Start of ENTRIES SHOWN

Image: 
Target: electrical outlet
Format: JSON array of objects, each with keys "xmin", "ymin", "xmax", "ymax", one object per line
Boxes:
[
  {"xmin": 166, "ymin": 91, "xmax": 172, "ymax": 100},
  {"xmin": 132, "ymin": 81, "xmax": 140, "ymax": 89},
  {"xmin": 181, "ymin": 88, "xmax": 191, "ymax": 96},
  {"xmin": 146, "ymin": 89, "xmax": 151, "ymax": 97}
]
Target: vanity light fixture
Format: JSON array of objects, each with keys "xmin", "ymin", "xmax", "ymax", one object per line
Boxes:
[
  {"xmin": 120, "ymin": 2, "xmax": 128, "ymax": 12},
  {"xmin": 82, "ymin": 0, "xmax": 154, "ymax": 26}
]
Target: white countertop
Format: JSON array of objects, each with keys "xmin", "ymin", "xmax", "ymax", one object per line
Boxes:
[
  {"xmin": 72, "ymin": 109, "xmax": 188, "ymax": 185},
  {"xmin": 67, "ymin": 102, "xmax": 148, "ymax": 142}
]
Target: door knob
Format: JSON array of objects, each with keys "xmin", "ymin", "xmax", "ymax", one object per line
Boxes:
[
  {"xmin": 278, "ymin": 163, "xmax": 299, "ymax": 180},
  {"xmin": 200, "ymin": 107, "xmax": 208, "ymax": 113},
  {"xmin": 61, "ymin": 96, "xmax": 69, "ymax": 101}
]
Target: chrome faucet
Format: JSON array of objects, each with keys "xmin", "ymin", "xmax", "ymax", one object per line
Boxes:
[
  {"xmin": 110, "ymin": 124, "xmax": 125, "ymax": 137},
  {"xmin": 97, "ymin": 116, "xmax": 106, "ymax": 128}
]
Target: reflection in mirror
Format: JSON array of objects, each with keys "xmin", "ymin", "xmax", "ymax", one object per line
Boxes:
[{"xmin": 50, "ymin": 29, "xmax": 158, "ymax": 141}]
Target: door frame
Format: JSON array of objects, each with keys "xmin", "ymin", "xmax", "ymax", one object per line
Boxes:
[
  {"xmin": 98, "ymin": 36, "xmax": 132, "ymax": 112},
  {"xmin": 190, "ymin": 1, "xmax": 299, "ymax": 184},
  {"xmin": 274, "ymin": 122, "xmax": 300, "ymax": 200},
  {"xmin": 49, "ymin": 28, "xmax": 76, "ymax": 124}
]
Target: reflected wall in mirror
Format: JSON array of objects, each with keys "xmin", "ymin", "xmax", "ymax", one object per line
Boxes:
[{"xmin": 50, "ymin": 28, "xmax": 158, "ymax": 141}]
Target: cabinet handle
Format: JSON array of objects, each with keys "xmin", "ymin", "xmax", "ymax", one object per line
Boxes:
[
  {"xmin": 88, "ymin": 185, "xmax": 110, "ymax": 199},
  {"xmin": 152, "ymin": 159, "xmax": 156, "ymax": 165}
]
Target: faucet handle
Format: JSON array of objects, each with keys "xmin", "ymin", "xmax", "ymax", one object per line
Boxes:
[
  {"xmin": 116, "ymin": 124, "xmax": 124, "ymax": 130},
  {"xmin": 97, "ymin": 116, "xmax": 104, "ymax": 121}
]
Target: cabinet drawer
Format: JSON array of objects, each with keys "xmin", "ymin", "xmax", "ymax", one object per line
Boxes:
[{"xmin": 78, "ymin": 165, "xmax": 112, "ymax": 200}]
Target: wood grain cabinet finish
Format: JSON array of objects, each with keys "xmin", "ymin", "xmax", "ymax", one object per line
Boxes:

End of ENTRIES SHOWN

YOUR TASK: Rewrite all of the records above, putting "Object" in place of every "Target" and keeping everything else the same.

SOLVED PROBLEM:
Image: 
Object: electrical outlet
Format: JSON array of objects, each with keys "xmin", "ymin", "xmax", "ymax", one object per line
Boxes:
[
  {"xmin": 166, "ymin": 91, "xmax": 172, "ymax": 100},
  {"xmin": 132, "ymin": 81, "xmax": 140, "ymax": 89},
  {"xmin": 181, "ymin": 88, "xmax": 191, "ymax": 96},
  {"xmin": 146, "ymin": 89, "xmax": 151, "ymax": 97}
]
Object: vanity light fixture
Format: JSON array of objects, each with keys "xmin", "ymin", "xmax", "ymax", one object per line
Boxes:
[
  {"xmin": 120, "ymin": 2, "xmax": 128, "ymax": 12},
  {"xmin": 82, "ymin": 0, "xmax": 154, "ymax": 26}
]
Object: white countertop
Format: JSON array of objects, each with keys "xmin", "ymin", "xmax", "ymax", one object per line
Boxes:
[
  {"xmin": 72, "ymin": 109, "xmax": 188, "ymax": 185},
  {"xmin": 67, "ymin": 102, "xmax": 148, "ymax": 142}
]
Object: door knob
Format: JSON array of objects, each with keys "xmin", "ymin", "xmax", "ymax", one object per line
Boxes:
[
  {"xmin": 278, "ymin": 163, "xmax": 299, "ymax": 180},
  {"xmin": 200, "ymin": 107, "xmax": 208, "ymax": 113},
  {"xmin": 61, "ymin": 96, "xmax": 69, "ymax": 101}
]
Object: chrome faucet
Format: JSON array of objects, each with keys "xmin", "ymin", "xmax", "ymax", one object per line
Boxes:
[
  {"xmin": 110, "ymin": 124, "xmax": 125, "ymax": 137},
  {"xmin": 97, "ymin": 116, "xmax": 106, "ymax": 128}
]
Object: reflection in mirror
Format: JSON array of objects, each with keys "xmin", "ymin", "xmax", "ymax", one object per line
Boxes:
[{"xmin": 50, "ymin": 29, "xmax": 158, "ymax": 141}]
Object: door frame
Format: JSON array of objects, each with keys "xmin", "ymin", "xmax", "ymax", one object per line
Boxes:
[
  {"xmin": 98, "ymin": 36, "xmax": 132, "ymax": 112},
  {"xmin": 190, "ymin": 1, "xmax": 299, "ymax": 184},
  {"xmin": 274, "ymin": 122, "xmax": 300, "ymax": 200},
  {"xmin": 49, "ymin": 28, "xmax": 76, "ymax": 124}
]
Object: reflected wall in mirror
Format: JSON array of objects, each with keys "xmin", "ymin", "xmax", "ymax", one object per line
Boxes:
[{"xmin": 50, "ymin": 28, "xmax": 158, "ymax": 141}]
Object: cabinet handle
Format: JSON array of objects, each with keys "xmin", "ymin", "xmax", "ymax", one object per line
Boxes:
[
  {"xmin": 88, "ymin": 185, "xmax": 110, "ymax": 199},
  {"xmin": 152, "ymin": 159, "xmax": 156, "ymax": 165}
]
Object: faucet handle
Format: JSON array of objects, each with keys "xmin", "ymin", "xmax", "ymax", one object per line
Boxes:
[
  {"xmin": 116, "ymin": 124, "xmax": 124, "ymax": 130},
  {"xmin": 97, "ymin": 116, "xmax": 104, "ymax": 121}
]
Object: cabinet drawer
Format: JSON array of objects, each with keys "xmin", "ymin", "xmax", "ymax", one object per line
Boxes:
[{"xmin": 78, "ymin": 165, "xmax": 112, "ymax": 200}]
Object: wood grain cabinet finish
Format: JSON array of objects, each with keys "xmin", "ymin", "xmax", "ymax", one object per line
Boxes:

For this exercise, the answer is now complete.